*** Opening Text passage ***

Hundreds of patient groups await the World Health Assembly’s decision as they prepare to mark the third annual World Hepatitis Day on 19 May. If adopted, the resolution would provide global endorsement of World Hepatitis Day as the primary focus for national and international awareness-raising efforts. Recently published research from the World Hepatitis Alliance shows that only a minority of governments currently fund hepatitis B and C awareness activities and much more needs to be done to tackle two diseases that kill one million people a year.
“Despite the huge disease burden and death toll, viral hepatitis has never before been comprehensively addressed by the global community” commented Charles Gore, President of the World Hepatitis Alliance.
“The World Health Assembly, taking place this week, is an important opportunity and on behalf of every single man, woman and child who has had their lives torn apart by these devastating diseases I urge governments of the world to fully support the WHO resolution.”
Co-sponsored by Brazil, Indonesia and Colombia and agreed by the WHO Executive Board, the resolution recognises the impact of the diseases globally and proposes a robust framework for international action to improve awareness, prevention, diagnosis and treatment of both hepatitis B and C.
“Much more can be done to reduce the devastating effects of viral hepatitis B and C worldwide. A unified approach by world governments is the most effective way to deliver viral hepatitis prevention and control programmes” explained Dr Michael Houghton, co-discoverer of the hepatitis C virus and member of the World Hepatitis Alliance Public Health Panel.

*** Closing Text passage ***
*** Opening Listed records ***

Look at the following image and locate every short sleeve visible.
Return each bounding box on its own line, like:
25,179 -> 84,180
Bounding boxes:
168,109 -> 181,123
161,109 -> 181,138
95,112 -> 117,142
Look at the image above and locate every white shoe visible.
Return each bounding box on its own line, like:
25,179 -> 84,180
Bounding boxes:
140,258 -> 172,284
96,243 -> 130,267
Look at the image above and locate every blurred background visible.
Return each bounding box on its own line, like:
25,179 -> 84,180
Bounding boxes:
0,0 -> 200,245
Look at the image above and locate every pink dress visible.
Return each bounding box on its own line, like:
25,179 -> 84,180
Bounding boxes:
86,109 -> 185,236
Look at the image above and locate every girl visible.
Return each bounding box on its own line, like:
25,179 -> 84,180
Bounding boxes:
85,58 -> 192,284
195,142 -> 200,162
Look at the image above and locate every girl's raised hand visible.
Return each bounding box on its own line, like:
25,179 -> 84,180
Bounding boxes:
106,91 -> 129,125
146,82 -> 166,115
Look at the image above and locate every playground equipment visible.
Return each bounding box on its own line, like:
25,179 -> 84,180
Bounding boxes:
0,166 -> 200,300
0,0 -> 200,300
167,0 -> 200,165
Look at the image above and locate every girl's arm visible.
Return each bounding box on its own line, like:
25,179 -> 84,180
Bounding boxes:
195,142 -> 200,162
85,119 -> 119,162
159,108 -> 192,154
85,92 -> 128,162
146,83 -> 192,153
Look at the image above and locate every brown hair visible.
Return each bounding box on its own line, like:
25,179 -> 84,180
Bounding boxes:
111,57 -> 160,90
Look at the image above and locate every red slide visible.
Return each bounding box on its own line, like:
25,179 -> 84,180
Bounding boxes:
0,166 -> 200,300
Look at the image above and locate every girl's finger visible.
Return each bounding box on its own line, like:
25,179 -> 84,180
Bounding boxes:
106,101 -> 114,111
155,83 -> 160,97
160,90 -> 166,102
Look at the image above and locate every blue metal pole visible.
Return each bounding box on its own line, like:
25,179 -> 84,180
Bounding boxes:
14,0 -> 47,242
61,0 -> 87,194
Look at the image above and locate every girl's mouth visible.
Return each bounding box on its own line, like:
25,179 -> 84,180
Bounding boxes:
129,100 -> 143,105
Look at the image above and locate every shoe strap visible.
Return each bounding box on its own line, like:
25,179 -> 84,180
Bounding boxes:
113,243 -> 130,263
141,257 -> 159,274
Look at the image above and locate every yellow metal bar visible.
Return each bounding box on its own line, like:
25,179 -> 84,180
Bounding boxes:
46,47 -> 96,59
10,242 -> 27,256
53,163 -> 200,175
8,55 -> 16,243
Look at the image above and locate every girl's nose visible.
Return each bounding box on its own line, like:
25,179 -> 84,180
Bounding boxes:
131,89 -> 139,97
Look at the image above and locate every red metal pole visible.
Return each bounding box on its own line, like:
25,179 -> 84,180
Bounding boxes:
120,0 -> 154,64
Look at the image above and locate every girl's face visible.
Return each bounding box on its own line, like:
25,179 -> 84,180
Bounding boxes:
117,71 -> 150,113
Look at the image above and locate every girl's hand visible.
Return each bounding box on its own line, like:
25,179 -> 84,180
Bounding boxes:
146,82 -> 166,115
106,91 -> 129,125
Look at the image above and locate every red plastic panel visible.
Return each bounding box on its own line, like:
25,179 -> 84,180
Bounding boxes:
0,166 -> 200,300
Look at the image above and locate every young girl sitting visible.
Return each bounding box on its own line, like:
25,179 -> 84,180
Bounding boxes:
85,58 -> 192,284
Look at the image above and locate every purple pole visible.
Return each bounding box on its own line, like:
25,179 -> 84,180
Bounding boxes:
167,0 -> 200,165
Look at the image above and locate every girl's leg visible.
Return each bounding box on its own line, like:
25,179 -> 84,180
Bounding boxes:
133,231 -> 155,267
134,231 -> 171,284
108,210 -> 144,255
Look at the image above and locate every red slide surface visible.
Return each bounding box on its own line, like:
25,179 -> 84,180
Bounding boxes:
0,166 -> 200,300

*** Closing Listed records ***

- **Activity**:
Pick up the news piece about the proposed World Hepatitis Day resolution right after its closing quote from Dr Michael Houghton, and carry it on for a paragraph or two.

- **Exercise answer**:
“A positive outcome from the World Health Assembly this week would be a major milestone and has the very real potential to save millions of lives.”
The consideration of the resolution comes against the background of a new report, “Viral Hepatitis: Global Policy”, published one month ago by the World Hepatitis Alliance. Commissioned by the WHO, this unprecedented research highlights that despite good examples of what can be achieved in preventing and controlling viral hepatitis, there is enormous disparity across the world with many countries acknowledging that existing policies need strengthening. It does, however, also reveal a clear consensus for action, with the vast majority of countries agreeing that viral hepatitis is an urgent public health issue and requesting leadership from the WHO in tackling it.